> _Entries shown_

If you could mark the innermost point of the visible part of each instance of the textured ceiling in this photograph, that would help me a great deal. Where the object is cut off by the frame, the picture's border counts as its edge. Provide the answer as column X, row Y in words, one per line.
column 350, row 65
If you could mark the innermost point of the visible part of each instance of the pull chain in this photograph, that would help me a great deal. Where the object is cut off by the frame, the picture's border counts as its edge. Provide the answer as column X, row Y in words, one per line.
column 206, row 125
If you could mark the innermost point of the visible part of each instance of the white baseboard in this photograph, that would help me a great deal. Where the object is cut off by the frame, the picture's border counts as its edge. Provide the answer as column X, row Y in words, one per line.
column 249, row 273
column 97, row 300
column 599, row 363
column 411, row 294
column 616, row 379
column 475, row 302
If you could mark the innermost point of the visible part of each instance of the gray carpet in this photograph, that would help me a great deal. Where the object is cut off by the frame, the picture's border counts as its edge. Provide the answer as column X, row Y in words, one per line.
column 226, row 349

> _Request_
Reproduce every one of the entries above verbatim, line for line.

> _Response to this task_
If you could mark the innermost point of the visible part of each instance of the textured ceiling in this photograph, that would help me a great deal. Where the object is cut off by the frame, the picture's border counts as its edge. Provide the answer as column X, row Y in words, one per line.
column 350, row 65
If you could mark the innermost point of the visible part of each instance of the pull chain in this photograph, that would help me a great deal. Where the object is cut off by the frame, the picture's border counts as its edge. Provide the answer as column X, row Y in words, one per line.
column 206, row 125
If you could mark the innermost point of the visible part of each instance of the white baseboard in this photograph, that would help me a great deal. Where the object is cut off by the frame, the picture's border counts as its edge. Provide the answer as column X, row Y in words, one per line.
column 249, row 273
column 97, row 300
column 599, row 363
column 411, row 294
column 616, row 379
column 475, row 302
If you could mark the innermost point of the visible part of each instance of the gray carpet in this photograph, that would help me a great deal. Where the object is cut off by the frame, the picture's border counts as its edge. Provide the answer as column X, row Y in words, one per line.
column 226, row 349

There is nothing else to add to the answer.